▶ ITEMS
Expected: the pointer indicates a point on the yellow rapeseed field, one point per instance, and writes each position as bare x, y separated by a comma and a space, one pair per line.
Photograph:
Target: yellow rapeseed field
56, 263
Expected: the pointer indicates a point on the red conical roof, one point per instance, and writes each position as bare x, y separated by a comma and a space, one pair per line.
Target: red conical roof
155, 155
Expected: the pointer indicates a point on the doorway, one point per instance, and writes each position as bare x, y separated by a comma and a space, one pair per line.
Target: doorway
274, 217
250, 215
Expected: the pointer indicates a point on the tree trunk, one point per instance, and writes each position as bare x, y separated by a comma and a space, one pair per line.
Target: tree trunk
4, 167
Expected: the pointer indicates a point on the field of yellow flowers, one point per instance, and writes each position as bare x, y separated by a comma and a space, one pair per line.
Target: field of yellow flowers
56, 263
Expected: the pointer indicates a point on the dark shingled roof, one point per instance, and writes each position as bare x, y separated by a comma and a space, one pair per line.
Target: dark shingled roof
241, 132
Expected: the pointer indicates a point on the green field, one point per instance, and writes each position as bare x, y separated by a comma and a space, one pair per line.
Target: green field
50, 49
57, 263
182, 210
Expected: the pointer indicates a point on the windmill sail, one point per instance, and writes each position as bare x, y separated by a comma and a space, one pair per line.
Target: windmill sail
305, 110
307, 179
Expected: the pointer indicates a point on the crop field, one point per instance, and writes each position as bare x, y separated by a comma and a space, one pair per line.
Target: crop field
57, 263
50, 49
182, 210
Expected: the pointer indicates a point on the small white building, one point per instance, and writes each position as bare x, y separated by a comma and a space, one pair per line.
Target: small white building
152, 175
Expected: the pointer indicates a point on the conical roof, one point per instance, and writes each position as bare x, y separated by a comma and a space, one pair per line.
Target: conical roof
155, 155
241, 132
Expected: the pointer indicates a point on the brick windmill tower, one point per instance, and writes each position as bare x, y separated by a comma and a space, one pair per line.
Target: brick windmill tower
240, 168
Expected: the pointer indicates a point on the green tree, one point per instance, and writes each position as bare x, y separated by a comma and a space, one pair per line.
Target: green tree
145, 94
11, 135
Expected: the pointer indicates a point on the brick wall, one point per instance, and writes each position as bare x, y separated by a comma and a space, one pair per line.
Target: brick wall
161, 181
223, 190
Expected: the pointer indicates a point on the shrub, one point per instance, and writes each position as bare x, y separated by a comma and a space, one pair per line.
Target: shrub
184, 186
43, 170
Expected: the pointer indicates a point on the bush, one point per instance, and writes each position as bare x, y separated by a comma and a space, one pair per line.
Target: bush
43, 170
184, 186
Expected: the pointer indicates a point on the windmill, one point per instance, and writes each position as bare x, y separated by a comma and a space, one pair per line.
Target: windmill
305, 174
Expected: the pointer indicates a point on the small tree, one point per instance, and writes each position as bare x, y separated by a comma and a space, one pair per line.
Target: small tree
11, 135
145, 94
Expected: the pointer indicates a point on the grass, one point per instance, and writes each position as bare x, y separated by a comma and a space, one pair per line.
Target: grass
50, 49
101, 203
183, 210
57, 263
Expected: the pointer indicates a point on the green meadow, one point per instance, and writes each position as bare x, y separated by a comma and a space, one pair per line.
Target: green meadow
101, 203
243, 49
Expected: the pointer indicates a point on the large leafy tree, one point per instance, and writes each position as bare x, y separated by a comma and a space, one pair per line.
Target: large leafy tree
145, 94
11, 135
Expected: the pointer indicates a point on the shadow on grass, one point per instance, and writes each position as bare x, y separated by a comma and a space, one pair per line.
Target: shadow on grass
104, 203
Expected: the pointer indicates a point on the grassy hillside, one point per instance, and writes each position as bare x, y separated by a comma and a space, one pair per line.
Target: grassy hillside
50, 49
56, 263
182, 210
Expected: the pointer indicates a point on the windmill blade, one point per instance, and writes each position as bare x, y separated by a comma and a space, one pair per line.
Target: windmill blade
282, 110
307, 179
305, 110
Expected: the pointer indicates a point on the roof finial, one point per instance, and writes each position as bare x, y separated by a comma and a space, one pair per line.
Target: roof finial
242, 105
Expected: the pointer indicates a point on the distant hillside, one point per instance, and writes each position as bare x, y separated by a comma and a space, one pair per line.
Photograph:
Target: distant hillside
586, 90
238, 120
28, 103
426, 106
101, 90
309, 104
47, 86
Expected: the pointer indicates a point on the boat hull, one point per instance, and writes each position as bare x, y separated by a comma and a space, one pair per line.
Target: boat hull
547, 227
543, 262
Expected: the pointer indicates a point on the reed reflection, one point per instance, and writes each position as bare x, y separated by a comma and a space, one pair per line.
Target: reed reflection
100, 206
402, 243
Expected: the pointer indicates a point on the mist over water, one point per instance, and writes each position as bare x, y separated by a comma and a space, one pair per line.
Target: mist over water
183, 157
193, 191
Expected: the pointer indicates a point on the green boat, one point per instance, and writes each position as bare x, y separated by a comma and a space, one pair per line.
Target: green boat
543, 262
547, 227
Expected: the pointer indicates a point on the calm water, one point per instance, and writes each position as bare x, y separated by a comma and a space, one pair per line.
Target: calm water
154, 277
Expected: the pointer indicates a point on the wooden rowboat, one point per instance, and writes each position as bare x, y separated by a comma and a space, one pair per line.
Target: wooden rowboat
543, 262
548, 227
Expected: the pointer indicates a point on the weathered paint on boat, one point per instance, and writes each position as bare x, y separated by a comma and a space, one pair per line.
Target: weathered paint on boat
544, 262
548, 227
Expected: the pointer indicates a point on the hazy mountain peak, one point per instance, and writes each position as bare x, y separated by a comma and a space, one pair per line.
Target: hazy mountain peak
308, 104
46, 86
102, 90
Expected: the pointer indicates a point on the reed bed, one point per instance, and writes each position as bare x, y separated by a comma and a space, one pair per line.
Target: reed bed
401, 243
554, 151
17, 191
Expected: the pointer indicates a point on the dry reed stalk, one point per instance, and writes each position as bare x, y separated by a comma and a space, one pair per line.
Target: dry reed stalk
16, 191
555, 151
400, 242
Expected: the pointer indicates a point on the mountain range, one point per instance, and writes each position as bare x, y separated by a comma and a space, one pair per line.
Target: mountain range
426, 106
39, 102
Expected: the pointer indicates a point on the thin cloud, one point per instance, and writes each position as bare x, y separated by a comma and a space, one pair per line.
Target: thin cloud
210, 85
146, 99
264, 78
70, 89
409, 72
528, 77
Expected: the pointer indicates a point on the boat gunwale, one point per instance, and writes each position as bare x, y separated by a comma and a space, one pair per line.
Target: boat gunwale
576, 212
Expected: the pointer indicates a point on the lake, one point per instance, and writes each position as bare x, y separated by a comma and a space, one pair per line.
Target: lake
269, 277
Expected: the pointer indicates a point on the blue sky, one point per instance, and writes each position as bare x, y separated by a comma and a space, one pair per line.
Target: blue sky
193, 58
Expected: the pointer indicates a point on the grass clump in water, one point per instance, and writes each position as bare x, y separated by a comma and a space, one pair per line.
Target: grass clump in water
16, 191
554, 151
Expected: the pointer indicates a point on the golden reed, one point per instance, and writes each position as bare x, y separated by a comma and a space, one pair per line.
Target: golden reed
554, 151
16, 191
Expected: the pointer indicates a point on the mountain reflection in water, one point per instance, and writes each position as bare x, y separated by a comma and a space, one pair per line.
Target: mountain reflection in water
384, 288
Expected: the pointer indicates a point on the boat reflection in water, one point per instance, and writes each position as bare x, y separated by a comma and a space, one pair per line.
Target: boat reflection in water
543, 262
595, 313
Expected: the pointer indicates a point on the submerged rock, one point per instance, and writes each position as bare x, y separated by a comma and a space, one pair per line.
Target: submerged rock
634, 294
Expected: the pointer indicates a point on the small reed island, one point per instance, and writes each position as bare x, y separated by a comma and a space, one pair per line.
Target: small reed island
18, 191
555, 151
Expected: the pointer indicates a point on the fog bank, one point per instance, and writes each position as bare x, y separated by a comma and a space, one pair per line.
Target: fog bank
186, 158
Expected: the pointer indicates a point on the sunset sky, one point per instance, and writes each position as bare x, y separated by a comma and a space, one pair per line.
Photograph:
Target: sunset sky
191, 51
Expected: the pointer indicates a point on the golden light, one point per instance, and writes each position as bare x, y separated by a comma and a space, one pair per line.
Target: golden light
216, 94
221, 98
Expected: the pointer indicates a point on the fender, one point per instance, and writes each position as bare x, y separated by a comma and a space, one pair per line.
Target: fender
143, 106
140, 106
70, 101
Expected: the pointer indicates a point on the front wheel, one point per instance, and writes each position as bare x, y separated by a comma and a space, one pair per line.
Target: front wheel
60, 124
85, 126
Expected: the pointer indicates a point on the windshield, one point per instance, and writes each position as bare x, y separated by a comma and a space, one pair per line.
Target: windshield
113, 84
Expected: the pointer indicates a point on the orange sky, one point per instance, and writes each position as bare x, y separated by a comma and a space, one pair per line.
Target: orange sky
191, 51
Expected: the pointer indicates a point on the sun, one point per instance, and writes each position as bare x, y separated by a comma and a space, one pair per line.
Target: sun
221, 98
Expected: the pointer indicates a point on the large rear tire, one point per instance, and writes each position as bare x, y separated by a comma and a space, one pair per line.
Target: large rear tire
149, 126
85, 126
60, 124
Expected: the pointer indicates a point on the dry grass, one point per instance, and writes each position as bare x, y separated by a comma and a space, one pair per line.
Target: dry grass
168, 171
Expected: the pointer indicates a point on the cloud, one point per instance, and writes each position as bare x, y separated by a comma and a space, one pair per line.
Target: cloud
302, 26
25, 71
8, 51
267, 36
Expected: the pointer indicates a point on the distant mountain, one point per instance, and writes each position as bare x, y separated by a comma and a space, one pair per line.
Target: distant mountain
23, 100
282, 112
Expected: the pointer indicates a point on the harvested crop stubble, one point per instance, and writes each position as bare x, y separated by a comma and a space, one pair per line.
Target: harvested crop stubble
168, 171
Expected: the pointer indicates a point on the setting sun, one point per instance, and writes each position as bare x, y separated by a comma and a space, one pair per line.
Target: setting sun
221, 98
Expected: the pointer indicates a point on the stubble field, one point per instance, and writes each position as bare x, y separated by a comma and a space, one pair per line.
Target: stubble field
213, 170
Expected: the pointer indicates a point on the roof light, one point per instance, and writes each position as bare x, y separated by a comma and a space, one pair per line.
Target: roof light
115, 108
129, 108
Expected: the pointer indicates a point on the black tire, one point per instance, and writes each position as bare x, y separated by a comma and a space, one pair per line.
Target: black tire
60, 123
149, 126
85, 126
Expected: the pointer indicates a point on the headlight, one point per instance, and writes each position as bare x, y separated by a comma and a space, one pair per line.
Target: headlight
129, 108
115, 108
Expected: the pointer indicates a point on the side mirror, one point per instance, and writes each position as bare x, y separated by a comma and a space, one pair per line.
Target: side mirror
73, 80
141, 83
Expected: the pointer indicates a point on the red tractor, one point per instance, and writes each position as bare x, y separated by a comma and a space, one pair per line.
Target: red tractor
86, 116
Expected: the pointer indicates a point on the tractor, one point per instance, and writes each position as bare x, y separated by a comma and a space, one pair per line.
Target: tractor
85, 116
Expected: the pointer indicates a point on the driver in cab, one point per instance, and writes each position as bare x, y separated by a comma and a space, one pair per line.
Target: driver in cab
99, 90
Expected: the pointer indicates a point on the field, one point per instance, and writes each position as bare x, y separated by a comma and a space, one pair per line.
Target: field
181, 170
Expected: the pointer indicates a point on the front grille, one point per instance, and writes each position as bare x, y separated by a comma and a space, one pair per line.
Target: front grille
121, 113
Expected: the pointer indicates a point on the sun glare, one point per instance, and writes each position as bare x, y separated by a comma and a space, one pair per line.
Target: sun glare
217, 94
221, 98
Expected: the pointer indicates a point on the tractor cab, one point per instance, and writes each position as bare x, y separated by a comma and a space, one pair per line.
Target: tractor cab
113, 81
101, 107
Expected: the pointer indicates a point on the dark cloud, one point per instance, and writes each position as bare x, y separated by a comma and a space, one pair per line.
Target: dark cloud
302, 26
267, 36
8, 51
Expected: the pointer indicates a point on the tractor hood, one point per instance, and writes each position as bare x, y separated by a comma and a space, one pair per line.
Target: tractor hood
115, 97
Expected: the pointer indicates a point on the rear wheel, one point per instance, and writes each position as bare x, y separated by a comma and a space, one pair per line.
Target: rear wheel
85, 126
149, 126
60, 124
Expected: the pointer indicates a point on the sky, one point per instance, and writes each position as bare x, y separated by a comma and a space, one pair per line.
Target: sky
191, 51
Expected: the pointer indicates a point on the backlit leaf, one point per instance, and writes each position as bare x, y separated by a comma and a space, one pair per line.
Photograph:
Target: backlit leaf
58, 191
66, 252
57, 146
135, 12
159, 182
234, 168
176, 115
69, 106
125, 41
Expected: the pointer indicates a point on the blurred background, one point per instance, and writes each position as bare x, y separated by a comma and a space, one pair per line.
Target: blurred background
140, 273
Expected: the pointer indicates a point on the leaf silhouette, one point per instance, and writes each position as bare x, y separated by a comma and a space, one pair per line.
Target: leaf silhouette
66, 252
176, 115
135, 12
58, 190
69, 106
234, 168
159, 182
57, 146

▶ EXERCISE
Locate "Expected: the pointer indicates a point on the backlit" in the data above. Then repeat, exactly, its line and each line after it through the last, adding nothing.

▶ OUTPUT FOR THIS TASK
Expected: the pointer indicates a point on the backlit leaf, one point per instance, and writes each position as bare x, y separated by a comma and a space, one pair per line.
Photograph:
Target: backlit leaf
58, 191
66, 252
57, 146
135, 12
159, 182
234, 168
176, 115
69, 106
125, 41
Expected: the pointer indicates a point on the blurred background, one point per instance, and writes each position as bare x, y separated by a comma and a space, one pair per line.
Target: blurred background
140, 273
Expected: the pointer indicates a point on the leaf silhouette, one point per instance, and writes each position as bare x, y separated by a comma and a space, one pair per line.
Target: leaf silhouette
66, 252
176, 115
135, 12
58, 190
69, 106
234, 168
159, 182
57, 146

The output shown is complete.